What this task involves – Transcribe the listing verbatim. Do not carry over any pictures.

Stored data –
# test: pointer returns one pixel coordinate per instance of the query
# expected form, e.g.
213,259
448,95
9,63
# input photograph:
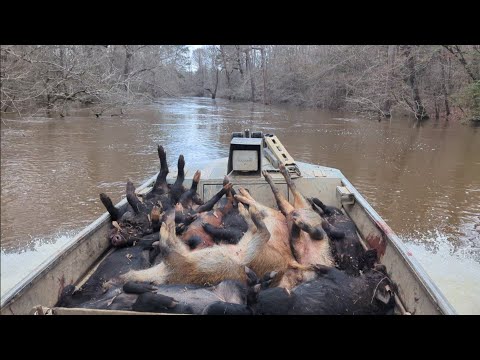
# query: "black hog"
348,251
332,293
232,225
142,217
229,297
120,261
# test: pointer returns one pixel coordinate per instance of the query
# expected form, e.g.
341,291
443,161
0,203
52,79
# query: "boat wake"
456,271
16,266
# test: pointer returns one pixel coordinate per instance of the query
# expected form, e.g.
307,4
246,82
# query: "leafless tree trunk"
249,69
226,69
417,105
239,60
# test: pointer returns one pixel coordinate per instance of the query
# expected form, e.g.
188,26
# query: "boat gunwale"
411,262
63,251
418,271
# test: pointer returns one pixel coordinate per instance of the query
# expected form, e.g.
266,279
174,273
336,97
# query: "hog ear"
252,278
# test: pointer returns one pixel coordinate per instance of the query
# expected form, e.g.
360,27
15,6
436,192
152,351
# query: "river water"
423,179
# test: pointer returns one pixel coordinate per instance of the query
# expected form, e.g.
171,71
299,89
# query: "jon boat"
250,152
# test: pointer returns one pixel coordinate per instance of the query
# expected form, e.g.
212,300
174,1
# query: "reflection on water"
423,179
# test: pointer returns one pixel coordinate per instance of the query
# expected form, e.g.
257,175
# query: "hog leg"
160,185
177,188
192,194
112,210
210,203
135,203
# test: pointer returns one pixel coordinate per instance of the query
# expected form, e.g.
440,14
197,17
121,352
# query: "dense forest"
427,81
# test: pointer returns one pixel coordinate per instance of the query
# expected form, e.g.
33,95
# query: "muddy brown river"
423,179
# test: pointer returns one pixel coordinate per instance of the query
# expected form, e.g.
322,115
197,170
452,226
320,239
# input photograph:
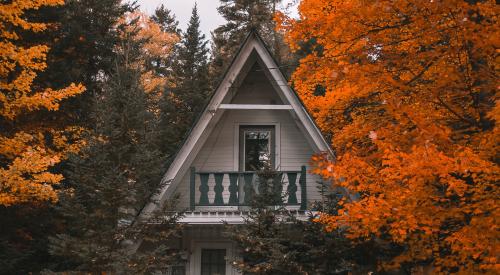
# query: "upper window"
256,147
213,262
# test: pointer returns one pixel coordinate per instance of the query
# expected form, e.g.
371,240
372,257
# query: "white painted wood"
230,217
255,107
221,151
197,246
197,146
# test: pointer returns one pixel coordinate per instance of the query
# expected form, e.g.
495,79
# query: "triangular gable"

Exercise answer –
# test: pointer returns one pixel coordinate per instance of the query
# expected form, e.g.
213,259
448,95
9,63
# input photograph:
# query: "black hog"
348,251
332,293
232,225
142,217
229,297
120,261
# test: pointer returns one pixel coordinate per instance of the query
# expected form, e.g.
341,291
443,161
0,203
52,79
# query: "boat wake"
456,271
16,266
# test: pointer returns one pixel coordinate per instance of the query
# expected form, e.g.
307,4
246,82
# query: "leafless tree trunk"
249,69
226,69
417,105
239,60
# test: pointer returns one pixel coordinate per instance of the query
# expected form, e.g.
188,26
# query: "boat gunwale"
411,262
63,251
418,271
# test: pointer returns one pixel coordinate per instance of the query
# expected form, e.g.
266,279
174,273
336,97
# query: "hog ear"
252,278
# test: pointer returns one pixel coordinate per instance of the query
# expected form, e.g.
360,27
15,6
436,192
152,351
# query: "river water"
423,179
# test: pointer returns one pixel coordinate per instance of the query
# expected form, e.g.
171,71
299,89
# query: "jon boat"
250,152
# test: pointer returns one pixel coordinate per instance of the query
# expected form, e.g.
212,300
174,1
# query: "reflection on water"
423,179
# test: pointer returns one pixel coordinate per instance of the query
# expected form, e.g.
257,175
# query: "hog leg"
160,185
177,188
192,194
112,210
210,203
135,203
# test: pointer returns one pixel coordinate per instance of the query
# expected form, e.g.
440,14
197,17
121,352
# query: "dense forest"
427,81
# test: pointer returns one pixel coordinate per instance of the query
# expected form, e.g.
33,95
# query: "muddy brown river"
423,179
# test: pointer returns one pixel coordinate per instance of the query
# expected form, e.g.
322,115
197,170
452,226
320,239
# input photograph:
# query: "upper window"
256,147
213,262
# test: pointer returns one pixel coordinate per instance of the query
# expected form, e.g.
371,240
372,257
# query: "white painted wood"
230,217
255,107
221,151
197,246
197,146
# test: pointer returns one pixel coordinate per instance of the query
# expected form, e.g.
495,79
# query: "triangular gable"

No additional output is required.